### Problem to solve
Give the entries below again, word for word, and leave out the images.

### Dataset excerpts
---*---
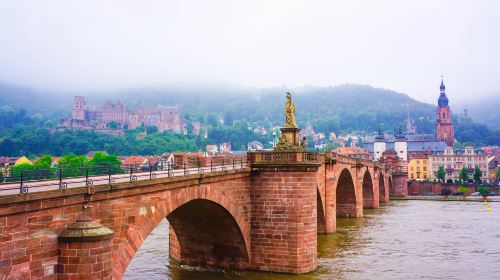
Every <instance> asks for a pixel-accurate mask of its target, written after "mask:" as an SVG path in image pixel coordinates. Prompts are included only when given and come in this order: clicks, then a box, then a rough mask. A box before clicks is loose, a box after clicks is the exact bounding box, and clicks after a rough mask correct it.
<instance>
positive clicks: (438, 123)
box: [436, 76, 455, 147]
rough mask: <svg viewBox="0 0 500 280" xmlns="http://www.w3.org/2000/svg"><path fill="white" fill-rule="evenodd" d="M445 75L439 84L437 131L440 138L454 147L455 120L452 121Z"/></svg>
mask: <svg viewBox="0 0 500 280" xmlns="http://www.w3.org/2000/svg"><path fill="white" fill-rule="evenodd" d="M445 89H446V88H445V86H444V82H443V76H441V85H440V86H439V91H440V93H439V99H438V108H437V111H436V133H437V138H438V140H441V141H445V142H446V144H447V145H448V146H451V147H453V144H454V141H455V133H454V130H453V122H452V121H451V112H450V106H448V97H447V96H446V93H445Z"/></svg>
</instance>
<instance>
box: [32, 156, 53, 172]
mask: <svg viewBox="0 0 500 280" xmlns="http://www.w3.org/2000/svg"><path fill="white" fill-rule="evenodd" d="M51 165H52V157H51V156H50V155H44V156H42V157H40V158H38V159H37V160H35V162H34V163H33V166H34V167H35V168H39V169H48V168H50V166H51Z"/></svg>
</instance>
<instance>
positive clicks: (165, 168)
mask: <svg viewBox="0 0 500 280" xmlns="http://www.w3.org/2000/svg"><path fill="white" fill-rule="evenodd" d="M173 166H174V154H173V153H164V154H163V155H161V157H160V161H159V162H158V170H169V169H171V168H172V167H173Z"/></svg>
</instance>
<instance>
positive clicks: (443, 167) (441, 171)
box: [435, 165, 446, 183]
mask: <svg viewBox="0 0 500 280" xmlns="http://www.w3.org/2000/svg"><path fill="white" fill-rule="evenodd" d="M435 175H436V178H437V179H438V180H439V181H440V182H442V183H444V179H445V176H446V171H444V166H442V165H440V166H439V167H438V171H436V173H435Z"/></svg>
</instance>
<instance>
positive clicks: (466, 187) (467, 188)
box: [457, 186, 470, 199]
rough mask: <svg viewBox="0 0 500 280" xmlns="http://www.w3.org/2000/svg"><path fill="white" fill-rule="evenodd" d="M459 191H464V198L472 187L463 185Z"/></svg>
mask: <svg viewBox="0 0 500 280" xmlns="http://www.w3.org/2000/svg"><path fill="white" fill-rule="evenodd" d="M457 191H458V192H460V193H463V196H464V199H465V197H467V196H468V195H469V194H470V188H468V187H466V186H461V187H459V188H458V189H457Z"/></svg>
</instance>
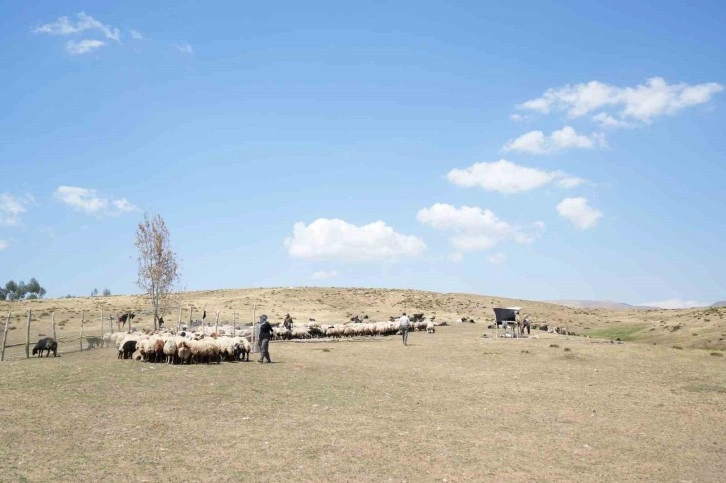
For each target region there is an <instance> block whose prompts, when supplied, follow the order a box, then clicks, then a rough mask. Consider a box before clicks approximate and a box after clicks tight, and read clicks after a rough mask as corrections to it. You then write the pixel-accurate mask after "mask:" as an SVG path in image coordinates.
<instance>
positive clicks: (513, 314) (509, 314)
---*---
### Response
Every <instance> asks for a pixel-accurate mask of its target, written after "mask:" as an SVG path in image pixel coordinates. Prompts are included only when given and come in this order: clicks, then a box, then a rough mask. A box before clicks is loose, a box after clicks is the exact bounding box, and clicks after a rough mask correct it.
<instance>
positive clicks: (438, 123)
box: [436, 76, 455, 147]
rough mask: <svg viewBox="0 0 500 280" xmlns="http://www.w3.org/2000/svg"><path fill="white" fill-rule="evenodd" d="M445 75L439 84L437 131L440 138L454 147L455 120L452 121Z"/></svg>
mask: <svg viewBox="0 0 500 280" xmlns="http://www.w3.org/2000/svg"><path fill="white" fill-rule="evenodd" d="M445 89H446V88H445V86H444V82H443V76H441V85H440V86H439V91H440V93H439V99H438V108H437V111H436V133H437V138H438V140H441V141H445V142H446V144H447V145H448V146H451V147H453V144H454V141H455V133H454V130H453V122H452V121H451V112H450V106H448V97H447V96H446V93H445Z"/></svg>
</instance>
<instance>
box: [32, 156, 53, 172]
mask: <svg viewBox="0 0 500 280" xmlns="http://www.w3.org/2000/svg"><path fill="white" fill-rule="evenodd" d="M51 165H52V157H51V156H50V155H44V156H42V157H40V158H38V159H37V160H35V162H34V163H33V166H34V167H35V168H39V169H48V168H50V166H51Z"/></svg>
</instance>
<instance>
positive clicks: (165, 168)
mask: <svg viewBox="0 0 500 280" xmlns="http://www.w3.org/2000/svg"><path fill="white" fill-rule="evenodd" d="M173 166H174V154H173V153H164V154H163V155H161V157H160V161H159V162H158V170H169V169H171V168H172V167H173Z"/></svg>
</instance>
<instance>
positive clicks: (443, 167) (441, 171)
box: [435, 165, 446, 183]
mask: <svg viewBox="0 0 500 280" xmlns="http://www.w3.org/2000/svg"><path fill="white" fill-rule="evenodd" d="M435 175H436V178H437V179H438V180H439V181H440V182H442V183H444V179H445V176H446V171H444V166H442V165H440V166H439V167H438V171H436V173H435Z"/></svg>
</instance>
<instance>
positive clicks: (466, 187) (467, 188)
box: [457, 186, 470, 199]
rough mask: <svg viewBox="0 0 500 280" xmlns="http://www.w3.org/2000/svg"><path fill="white" fill-rule="evenodd" d="M459 191H464V198L472 187L463 185Z"/></svg>
mask: <svg viewBox="0 0 500 280" xmlns="http://www.w3.org/2000/svg"><path fill="white" fill-rule="evenodd" d="M457 191H458V192H460V193H463V196H464V199H465V197H467V196H468V195H469V194H470V188H468V187H466V186H461V187H459V188H458V189H457Z"/></svg>
</instance>
For each target region there is an <instance> block whose prompts, when supplied, follow the order a box, then clicks, then a rough mask. Consider a box before clicks approximate and a box after clicks tight, and read clicks after a rough mask as corrections to it. You then write the pixel-accurate mask after "mask:" as an SVG path in image coordinates.
<instance>
positive clicks: (513, 314) (509, 314)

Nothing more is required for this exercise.